(PASSAGE TO READ)
Microscale Patches of Nonmotile Phytoplankton

Phytoplankton cells have evolved sophisticated strategies for actively responding to environmental signals, most notably to mechanical stresses of hydrodynamic origin. A largely unanswered question, however, is the significance of these cellular responses for the largely heterogeneous spatial distribution of cells found in the oceans. Motivated by the physiological regulation of buoyancy prevalent in nonmotile phytoplankton species, we solve here a minimal model for “active” sinking that incorporates these cellular responses. Within this model, we show how buoyancy regulation leads to intense patchiness for nonmotile species as compared to passive tracers, resulting in important variations in settling speeds and, as a consequence, determining escape rates to the deep ocean.
(End PASSAGE TO READ)
(DATA FOR REVIEW)
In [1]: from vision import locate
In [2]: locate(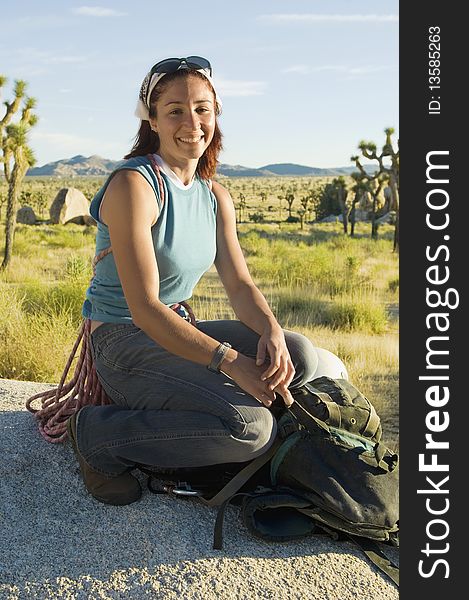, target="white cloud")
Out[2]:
[282,65,395,76]
[30,129,116,155]
[215,78,267,99]
[72,6,127,17]
[258,13,399,23]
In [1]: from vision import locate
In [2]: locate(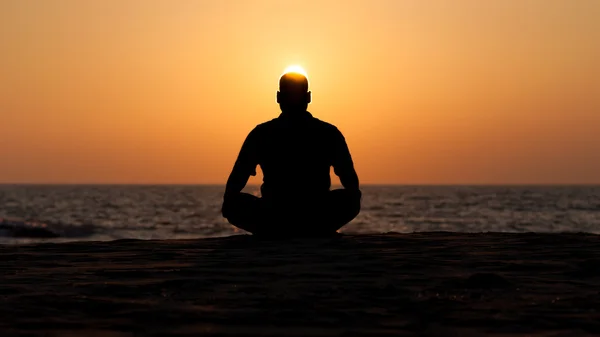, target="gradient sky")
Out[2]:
(End DATA FOR REVIEW)
WHAT THIS TASK INVOLVES | Condense the paragraph beginning "Phytoplankton cells have evolved" from the text on nonmotile phytoplankton patches into a short bulleted list that keeps its main facts. Nothing in the records is required for the task.

RESULT OF THE TASK |
- Phytoplankton cells have evolved ways to respond actively to environmental signals, especially mechanical stresses from hydrodynamics.
- It is largely unknown what these responses mean for the patchy spatial distribution of cells in the oceans.
- Prompted by buoyancy regulation in nonmotile species, the authors solve a minimal model of "active" sinking that includes these responses.
- In the model, buoyancy regulation makes nonmotile species much patchier than passive tracers.
- This causes large variations in settling speeds, which determine escape rates to the deep ocean.